Material shown below:

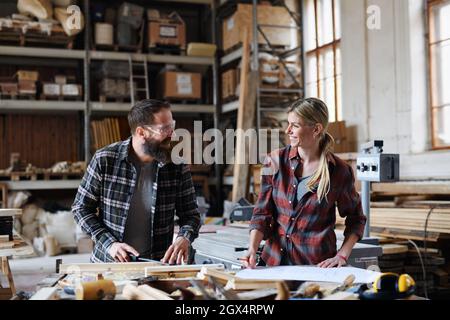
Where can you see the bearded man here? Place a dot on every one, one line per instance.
(132, 190)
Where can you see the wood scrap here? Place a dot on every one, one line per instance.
(95, 290)
(144, 292)
(105, 267)
(221, 276)
(49, 293)
(150, 270)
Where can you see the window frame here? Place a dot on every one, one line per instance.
(432, 106)
(335, 45)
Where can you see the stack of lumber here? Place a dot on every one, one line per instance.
(105, 132)
(409, 223)
(393, 258)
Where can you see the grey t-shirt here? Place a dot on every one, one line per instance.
(301, 188)
(139, 221)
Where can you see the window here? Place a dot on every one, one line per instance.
(439, 53)
(323, 55)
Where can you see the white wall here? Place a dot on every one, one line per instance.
(385, 83)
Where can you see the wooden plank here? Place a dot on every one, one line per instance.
(7, 244)
(245, 121)
(21, 248)
(10, 212)
(394, 248)
(412, 187)
(241, 284)
(221, 276)
(183, 268)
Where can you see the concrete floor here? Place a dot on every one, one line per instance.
(28, 272)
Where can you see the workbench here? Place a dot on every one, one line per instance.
(20, 248)
(228, 244)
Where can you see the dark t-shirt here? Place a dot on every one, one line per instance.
(138, 225)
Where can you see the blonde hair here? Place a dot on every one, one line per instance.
(313, 111)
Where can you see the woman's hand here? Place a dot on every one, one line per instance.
(336, 261)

End of Material shown.

* [Activity]
Your answer must be the line containing "Where can you see the woman's" and each line after it in the listing above, copied exactly.

* [Answer space]
Where can you see the woman's hand here? Place a dot on every one, one line per instance.
(336, 261)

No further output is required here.